▼

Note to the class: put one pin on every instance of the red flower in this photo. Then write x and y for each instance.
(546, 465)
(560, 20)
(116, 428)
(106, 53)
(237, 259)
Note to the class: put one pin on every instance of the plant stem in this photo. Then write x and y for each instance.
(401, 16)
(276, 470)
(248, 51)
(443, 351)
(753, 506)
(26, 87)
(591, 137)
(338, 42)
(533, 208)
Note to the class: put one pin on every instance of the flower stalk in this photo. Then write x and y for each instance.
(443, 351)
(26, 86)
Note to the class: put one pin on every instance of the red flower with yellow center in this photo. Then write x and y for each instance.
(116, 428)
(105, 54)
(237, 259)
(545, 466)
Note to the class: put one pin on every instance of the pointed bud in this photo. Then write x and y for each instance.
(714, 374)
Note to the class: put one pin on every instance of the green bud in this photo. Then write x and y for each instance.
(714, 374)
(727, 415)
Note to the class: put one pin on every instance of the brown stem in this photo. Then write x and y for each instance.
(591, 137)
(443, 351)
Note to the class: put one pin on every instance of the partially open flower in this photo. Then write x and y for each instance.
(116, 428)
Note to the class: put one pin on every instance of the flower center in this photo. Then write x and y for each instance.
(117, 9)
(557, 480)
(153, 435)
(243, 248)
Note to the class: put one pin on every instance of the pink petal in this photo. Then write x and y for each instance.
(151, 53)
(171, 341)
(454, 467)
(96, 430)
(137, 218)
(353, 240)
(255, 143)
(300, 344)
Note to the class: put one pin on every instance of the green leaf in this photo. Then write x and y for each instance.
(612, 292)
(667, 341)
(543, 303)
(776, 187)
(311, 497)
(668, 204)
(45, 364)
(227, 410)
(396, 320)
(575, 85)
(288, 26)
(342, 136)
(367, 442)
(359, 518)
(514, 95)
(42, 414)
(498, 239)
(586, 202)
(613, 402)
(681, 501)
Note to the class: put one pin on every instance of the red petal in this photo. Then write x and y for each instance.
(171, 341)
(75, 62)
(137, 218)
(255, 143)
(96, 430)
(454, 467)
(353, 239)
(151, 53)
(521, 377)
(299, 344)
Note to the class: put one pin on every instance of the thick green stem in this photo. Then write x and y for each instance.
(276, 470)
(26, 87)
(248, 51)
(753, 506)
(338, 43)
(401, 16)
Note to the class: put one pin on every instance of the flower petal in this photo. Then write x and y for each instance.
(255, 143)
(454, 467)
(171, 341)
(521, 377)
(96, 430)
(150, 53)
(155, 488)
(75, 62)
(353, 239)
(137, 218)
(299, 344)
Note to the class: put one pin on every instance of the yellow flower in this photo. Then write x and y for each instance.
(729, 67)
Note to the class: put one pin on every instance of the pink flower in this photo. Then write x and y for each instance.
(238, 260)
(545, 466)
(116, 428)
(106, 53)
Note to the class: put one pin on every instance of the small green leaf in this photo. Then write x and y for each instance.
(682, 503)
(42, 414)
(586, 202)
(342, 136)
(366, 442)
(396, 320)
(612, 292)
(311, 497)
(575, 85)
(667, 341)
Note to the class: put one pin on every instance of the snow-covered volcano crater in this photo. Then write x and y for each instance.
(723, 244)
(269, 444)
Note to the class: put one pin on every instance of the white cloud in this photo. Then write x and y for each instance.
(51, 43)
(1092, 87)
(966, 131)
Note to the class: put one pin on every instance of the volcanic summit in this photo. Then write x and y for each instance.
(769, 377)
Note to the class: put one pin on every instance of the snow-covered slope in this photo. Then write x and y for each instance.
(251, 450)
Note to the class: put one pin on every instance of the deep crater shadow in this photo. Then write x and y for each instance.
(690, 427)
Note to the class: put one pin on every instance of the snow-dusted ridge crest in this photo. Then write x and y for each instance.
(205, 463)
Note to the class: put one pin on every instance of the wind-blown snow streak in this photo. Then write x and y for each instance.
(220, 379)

▲

Aim: Starting with the line that contains "of the snow-dusted" and going on through the end of the items, write every line out again, requests included. In the answers, multiply each coordinate by 1.2 and round it to a whole number, with halves rounding up.

Output of the exercise:
Note to the class: put one pin on every instance of the snow-dusted ridge crest in this photo. Then write x and y for each instance.
(246, 556)
Note to the class: put one pin on every instance of the wind-blown snow streak in this photo. Then write x and y for each instance.
(264, 455)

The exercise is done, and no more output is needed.